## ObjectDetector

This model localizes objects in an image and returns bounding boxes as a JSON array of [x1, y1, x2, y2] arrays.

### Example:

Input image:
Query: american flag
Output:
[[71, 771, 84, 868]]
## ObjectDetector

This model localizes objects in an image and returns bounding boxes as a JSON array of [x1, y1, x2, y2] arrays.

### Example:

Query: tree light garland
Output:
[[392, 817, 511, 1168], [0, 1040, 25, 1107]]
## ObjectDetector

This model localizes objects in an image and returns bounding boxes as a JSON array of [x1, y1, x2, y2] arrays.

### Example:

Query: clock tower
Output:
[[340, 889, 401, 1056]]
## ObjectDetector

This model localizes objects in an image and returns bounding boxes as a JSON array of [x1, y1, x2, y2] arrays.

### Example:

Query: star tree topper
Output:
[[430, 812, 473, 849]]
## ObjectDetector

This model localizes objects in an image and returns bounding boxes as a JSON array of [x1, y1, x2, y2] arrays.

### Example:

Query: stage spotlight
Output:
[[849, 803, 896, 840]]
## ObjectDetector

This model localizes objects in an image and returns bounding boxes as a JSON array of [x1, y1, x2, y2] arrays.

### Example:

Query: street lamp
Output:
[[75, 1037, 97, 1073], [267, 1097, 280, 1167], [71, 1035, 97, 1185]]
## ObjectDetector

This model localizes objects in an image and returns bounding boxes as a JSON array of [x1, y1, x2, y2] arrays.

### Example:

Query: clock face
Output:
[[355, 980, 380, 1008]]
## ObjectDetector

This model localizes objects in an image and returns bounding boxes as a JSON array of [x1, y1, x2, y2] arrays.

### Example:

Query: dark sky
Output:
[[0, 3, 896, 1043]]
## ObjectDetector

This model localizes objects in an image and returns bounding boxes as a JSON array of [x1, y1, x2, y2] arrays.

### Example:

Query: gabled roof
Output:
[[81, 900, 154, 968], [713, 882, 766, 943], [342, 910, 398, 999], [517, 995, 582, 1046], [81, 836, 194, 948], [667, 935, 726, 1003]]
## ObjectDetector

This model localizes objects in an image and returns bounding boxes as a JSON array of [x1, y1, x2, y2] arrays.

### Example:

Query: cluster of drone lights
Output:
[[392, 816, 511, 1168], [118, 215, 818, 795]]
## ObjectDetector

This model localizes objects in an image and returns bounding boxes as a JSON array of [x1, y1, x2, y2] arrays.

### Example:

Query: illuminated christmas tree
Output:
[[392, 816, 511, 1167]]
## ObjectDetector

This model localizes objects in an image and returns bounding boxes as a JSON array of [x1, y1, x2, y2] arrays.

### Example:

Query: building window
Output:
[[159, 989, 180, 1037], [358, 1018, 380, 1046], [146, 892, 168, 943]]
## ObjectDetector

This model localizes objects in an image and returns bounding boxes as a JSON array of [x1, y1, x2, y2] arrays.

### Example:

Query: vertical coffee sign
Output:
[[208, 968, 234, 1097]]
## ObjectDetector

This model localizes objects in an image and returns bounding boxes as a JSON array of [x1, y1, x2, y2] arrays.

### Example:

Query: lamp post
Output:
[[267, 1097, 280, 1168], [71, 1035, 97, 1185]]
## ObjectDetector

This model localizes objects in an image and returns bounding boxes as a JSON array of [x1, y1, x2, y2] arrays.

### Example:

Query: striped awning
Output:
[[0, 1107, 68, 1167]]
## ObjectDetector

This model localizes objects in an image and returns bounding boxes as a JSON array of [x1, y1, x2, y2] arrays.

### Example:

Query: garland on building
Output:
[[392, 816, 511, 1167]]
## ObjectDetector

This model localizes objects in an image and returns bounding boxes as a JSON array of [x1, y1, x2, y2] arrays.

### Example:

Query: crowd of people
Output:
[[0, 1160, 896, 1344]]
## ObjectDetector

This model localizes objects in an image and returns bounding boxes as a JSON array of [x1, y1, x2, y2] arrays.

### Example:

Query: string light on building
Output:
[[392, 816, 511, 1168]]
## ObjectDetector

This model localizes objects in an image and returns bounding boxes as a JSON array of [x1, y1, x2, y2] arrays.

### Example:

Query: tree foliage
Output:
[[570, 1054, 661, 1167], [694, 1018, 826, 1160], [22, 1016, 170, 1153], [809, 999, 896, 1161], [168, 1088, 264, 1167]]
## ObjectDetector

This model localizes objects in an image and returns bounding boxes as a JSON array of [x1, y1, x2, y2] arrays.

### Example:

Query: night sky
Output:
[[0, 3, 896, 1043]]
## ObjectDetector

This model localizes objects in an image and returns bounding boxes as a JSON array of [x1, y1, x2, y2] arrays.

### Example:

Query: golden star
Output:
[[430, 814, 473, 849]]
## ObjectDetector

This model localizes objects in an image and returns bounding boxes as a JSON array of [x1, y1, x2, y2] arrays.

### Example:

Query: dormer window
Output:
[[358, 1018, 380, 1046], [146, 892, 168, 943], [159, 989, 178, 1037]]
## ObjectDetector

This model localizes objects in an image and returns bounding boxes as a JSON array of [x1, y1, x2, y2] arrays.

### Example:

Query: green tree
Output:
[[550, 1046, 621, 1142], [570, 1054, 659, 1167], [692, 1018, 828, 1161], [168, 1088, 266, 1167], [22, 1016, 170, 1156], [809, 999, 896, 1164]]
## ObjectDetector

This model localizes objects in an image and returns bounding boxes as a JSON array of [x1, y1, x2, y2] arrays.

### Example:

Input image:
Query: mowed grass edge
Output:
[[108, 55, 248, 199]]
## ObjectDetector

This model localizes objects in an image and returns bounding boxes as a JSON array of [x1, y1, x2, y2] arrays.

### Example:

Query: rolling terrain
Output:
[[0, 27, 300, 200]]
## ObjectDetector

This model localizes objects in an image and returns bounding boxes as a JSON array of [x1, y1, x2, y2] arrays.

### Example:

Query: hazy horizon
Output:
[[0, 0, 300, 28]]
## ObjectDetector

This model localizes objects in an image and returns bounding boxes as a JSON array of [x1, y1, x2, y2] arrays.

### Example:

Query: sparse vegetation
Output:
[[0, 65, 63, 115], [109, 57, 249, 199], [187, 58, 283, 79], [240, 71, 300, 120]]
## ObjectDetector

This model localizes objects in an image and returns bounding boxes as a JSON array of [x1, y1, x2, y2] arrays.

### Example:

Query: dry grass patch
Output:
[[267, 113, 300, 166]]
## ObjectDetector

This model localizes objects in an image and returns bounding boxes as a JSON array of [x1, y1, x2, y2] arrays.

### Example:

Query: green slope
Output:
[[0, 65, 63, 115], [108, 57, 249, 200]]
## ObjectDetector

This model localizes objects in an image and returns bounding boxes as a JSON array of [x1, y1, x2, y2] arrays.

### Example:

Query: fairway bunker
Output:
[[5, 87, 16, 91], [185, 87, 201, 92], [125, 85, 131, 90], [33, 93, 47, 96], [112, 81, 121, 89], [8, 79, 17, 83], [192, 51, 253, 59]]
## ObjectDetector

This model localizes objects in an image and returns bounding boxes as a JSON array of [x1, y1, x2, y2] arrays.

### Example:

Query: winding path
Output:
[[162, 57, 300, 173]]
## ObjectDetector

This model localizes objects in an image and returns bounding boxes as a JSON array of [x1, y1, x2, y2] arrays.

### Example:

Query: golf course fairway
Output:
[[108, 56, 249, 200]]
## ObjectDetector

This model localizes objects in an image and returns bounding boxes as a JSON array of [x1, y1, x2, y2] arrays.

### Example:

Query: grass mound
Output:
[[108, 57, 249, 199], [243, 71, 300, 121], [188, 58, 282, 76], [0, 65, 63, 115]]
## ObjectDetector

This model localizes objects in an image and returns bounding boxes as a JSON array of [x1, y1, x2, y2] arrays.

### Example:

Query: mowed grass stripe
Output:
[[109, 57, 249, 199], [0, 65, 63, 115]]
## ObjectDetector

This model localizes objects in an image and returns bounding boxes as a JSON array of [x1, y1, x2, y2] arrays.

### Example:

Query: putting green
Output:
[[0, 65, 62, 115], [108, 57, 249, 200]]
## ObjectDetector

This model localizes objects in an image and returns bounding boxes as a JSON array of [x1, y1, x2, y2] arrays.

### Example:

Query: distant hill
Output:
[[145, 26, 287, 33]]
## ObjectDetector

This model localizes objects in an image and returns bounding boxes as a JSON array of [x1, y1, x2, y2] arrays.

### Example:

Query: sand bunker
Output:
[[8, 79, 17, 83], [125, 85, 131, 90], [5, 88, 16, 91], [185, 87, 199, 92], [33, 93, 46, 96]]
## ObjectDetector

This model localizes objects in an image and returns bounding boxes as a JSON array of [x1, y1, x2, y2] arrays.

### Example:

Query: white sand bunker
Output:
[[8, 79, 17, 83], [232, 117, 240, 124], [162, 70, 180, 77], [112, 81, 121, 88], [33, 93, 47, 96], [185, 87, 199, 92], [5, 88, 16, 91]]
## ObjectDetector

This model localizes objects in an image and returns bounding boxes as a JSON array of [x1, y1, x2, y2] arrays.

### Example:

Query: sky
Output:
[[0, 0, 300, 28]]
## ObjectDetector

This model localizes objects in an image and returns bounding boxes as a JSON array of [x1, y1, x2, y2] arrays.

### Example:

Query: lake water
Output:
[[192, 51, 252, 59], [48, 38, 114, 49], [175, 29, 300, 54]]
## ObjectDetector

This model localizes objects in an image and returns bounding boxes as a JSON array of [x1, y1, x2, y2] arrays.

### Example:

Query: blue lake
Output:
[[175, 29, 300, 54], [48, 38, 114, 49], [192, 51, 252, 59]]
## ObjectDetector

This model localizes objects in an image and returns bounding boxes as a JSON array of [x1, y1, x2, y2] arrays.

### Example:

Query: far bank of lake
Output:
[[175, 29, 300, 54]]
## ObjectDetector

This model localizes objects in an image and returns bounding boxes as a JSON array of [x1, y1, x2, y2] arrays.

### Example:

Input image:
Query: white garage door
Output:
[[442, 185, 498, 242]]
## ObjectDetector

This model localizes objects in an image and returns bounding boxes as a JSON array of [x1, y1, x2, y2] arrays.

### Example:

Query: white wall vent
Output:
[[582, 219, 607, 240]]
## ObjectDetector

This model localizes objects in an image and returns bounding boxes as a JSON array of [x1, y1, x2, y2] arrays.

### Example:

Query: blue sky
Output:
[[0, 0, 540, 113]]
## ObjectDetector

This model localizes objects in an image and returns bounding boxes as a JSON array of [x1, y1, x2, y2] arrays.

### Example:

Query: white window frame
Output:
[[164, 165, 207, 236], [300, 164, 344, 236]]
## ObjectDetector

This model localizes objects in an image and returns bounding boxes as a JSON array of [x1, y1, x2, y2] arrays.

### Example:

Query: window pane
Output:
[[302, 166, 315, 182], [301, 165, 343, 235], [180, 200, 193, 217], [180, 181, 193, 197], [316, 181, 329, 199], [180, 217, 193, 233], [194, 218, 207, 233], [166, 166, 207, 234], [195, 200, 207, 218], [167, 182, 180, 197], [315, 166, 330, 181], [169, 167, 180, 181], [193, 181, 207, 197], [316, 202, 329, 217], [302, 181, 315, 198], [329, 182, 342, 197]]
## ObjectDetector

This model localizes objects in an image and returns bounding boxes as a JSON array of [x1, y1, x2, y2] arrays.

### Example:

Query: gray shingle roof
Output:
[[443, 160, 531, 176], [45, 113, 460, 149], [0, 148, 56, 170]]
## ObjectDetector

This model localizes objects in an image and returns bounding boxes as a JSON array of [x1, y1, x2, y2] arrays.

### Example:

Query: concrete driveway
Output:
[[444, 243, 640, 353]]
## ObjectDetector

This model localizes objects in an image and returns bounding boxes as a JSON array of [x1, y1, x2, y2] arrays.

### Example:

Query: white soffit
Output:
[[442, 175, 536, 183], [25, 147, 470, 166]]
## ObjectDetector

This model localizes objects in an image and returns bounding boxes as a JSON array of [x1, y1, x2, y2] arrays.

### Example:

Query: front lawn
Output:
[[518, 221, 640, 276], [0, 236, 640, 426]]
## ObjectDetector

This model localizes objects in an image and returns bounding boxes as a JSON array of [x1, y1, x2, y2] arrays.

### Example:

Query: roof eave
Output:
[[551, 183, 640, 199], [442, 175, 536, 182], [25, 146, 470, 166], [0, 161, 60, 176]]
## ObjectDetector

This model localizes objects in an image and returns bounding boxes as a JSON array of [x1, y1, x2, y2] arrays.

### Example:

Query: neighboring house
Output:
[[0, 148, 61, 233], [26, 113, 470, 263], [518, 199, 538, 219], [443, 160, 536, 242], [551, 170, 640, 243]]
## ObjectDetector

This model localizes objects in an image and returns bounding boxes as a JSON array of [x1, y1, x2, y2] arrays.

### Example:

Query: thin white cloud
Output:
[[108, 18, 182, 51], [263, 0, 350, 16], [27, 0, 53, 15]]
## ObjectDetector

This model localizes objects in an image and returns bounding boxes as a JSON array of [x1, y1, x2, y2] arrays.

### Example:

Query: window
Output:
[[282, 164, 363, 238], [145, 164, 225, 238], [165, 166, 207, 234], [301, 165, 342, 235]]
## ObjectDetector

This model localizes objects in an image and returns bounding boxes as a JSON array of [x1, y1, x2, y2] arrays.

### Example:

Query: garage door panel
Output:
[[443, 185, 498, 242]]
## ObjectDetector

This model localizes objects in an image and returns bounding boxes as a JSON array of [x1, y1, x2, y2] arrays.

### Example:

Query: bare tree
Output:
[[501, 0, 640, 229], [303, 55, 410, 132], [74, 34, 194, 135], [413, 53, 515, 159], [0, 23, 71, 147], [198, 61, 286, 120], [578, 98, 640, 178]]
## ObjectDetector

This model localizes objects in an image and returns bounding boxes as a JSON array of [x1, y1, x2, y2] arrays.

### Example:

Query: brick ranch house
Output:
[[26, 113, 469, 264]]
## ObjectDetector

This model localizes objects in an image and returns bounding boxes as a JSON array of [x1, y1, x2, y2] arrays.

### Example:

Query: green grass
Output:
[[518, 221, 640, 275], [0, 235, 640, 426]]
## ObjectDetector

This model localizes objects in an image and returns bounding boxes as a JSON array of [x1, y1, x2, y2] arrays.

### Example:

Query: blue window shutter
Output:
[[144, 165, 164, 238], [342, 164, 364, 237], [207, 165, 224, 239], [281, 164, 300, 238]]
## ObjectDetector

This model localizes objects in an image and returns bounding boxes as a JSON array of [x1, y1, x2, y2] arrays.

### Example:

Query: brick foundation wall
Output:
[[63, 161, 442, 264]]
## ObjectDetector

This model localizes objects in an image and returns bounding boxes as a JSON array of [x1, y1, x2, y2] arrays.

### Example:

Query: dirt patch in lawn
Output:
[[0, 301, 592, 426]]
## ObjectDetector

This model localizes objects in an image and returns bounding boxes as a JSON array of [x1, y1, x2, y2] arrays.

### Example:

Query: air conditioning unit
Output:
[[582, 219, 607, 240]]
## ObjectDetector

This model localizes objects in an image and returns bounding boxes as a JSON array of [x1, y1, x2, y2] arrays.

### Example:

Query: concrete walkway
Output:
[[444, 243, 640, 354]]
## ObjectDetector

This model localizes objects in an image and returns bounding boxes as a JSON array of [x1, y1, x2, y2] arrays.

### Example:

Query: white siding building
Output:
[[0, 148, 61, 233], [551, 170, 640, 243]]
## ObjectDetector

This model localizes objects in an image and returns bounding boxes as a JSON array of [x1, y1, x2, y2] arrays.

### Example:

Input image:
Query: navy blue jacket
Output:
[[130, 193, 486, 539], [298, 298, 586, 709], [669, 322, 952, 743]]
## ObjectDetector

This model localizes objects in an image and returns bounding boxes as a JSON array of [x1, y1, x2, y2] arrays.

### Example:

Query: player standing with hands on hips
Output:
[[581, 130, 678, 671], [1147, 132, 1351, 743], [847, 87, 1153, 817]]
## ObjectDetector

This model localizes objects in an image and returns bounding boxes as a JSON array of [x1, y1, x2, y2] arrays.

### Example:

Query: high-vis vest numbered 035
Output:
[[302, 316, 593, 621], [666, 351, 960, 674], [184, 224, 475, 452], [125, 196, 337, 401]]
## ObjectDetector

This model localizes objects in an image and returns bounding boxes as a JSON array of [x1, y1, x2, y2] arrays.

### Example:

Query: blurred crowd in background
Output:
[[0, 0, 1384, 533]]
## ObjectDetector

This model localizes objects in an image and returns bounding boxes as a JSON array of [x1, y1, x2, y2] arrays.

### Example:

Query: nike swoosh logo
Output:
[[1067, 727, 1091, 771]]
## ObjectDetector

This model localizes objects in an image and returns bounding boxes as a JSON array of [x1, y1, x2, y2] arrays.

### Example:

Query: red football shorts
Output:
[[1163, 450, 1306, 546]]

·····

◆ Written task
Reproduce the records verbatim, from the very first line through the line that contains "[[430, 812, 473, 849]]", with both ends included.

◆ Task output
## ObjectDetector

This model localizes objects in an image and returns bounding boxes as a JSON array of [x1, y1, x2, y2] arrays.

### Example:

Input image:
Query: american flag
Output:
[[71, 771, 84, 868]]
## ObjectDetector

This model localizes objects in an image and returns bounding boxes as a JSON array of [x1, y1, x2, y2] arrays.

### Example:

Query: tree light garland
Output:
[[392, 817, 511, 1168], [0, 1040, 25, 1107]]
## ObjectDetector

This model localizes objects in an image and returns bounding boxes as a JSON array of [x1, y1, x2, y2] arrays.

### Example:

Query: clock tower
Output:
[[340, 889, 401, 1056]]
## ObjectDetector

This model localizes objects in an image and returns bounding boxes as a JSON array of [x1, y1, x2, y2] arrays.

### Example:

Query: star tree topper
Output:
[[430, 812, 473, 849]]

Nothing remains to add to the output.